= Source text =
===
Plate tectonics: four ultimate existential concerns

I’ve been lucky to work with clients who’ve achieved a lot, who can tick the boxes that are conventionally called “success”. Achievement of a creative endeavour or business and financial accomplishment has been the cherry on the top of an engaged life. The journey towards achievement has been exhilarating, absorbing and often brought out the best in collaborators. But, when the battle has been won, when we get to the part of the film where everyone walks off into the sunset, something unexpected happens. After the elation there’s a hangover.

What is this dissatisfaction that is perversely thrown into sharp relief when we get what we have wanted? Great thought has been applied to this over the ages in religion and philosophy.

People who know me know that if you want to get me annoyed, you just have to say that I’m a Life Coach. The focus of my coaching is always rooted in the workplace and often that’s where it remains. But your life in work is inextricably that life through which you experience everything else. Serendipity, bereavement, family, ageing and the unexpected are all part of the same piece. A holistic model for coaching acknowledges the whole person and that they’re built on a single set of building blocks or foundations.

Psychologists and philosophers are known for reducing human nature to a single cause. Freud thought it was sex, religion has come up with many variations of something called God and Nietzsche thought we need to stare into the void and accept that there’s nothing there. I use the existential model, and the building blocks for this were articulated by Irvin Yallom who counted four ultimate existential concerns that sit as the foundations of what we are. What lies at the root of them all is our relationship with anxiety in our lived experience.

Dissatisfaction with life, or “existence pain” is a result of our ongoing enquiry into what we are and what we’re here for. In the Buddhist tradition the idea is that the cause of this dissatisfaction is our desire for things to be other than they are. Existentialist thinkers have come to similar conclusions although see this anxiety, the will to change things, as something that should be celebrated and built upon rather than sublimated.
===
= Written exercise 1 =
Rewrite the essay on existential concerns from "I’ve been lucky" up to and including "there’s a hangover.", substituting "slump" for "hangover".
= Written exercise 2 =
Pick up the essay on existential concerns after its last sentence and keep writing it.

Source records
===
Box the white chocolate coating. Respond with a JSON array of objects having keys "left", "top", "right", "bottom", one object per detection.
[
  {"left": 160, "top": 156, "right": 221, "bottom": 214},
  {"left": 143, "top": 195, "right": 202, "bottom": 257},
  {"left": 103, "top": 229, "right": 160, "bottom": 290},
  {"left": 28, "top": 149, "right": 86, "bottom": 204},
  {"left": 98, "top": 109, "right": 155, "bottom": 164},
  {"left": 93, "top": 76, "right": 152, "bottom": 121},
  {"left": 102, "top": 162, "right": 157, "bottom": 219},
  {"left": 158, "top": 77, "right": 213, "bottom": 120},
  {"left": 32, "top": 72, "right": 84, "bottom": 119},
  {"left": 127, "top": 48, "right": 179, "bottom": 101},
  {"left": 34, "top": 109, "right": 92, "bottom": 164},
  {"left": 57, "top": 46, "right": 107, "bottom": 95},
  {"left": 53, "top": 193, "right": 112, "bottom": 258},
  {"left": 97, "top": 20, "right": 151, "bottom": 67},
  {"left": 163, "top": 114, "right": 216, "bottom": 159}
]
===
= Response 1 =
I’ve been lucky to work with clients who’ve achieved a lot, who can tick the boxes that are conventionally called “success”. Achievement of a creative endeavour or business and financial accomplishment has been the cherry on the top of an engaged life. The journey towards achievement has been exhilarating, absorbing and often brought out the best in collaborators. But, when the battle has been won, when we get to the part of the film where everyone walks off into the sunset, something unexpected happens. After the elation there’s a slump.

= Response 2 =
“An existential approach does not attempt to eliminate anxiety but rather encourages people to face it. Curing people of their capacity for anxiety would mean curing them of life itself. The task is not to suppress, disguise or deny anxiety, but to understand its meaning and gain the strength to live with it constructively”

Emmy van Deurzen

So the better response to our dissatisfaction and sense of agitation with life is not to overcome and try to remove it by our acts but instead to run with it and recognise that “a life that was anxiety-free would also be bereft of wonder, enthusiasm and excitement” (Ernesto Spinelli).

This is why, although the existentialists can sound a bit pre-occupied with the morbid, the life they actually encourage is a bare-knuckle ride with the wind in your hair.

The four existential concerns that distract and limit us are Death, Freedom, Isolation and Meaning. I’ll go through each and show how we can create defences that seek to deny rather than accept them.

Death

This is the ticking clock, the sense of the finite and horror at the concept of our eventual non-existence. Although, along with taxes, it’s often acknowledged as the only certainty of life, there are many ways that people can act to try to deny this self-evident truth about themselves.

Specialness

Although at a conscious level we can acknowledge and rationalise our own end, there can be a subconscious belief that somehow we are different and immune. This shows itself through compulsive heroism, being a workaholic and by seeking power and control. None of these things is intrinsically “bad” other than when they are being done to make a case to ourselves that we’re not like all the others and veer into narcissism.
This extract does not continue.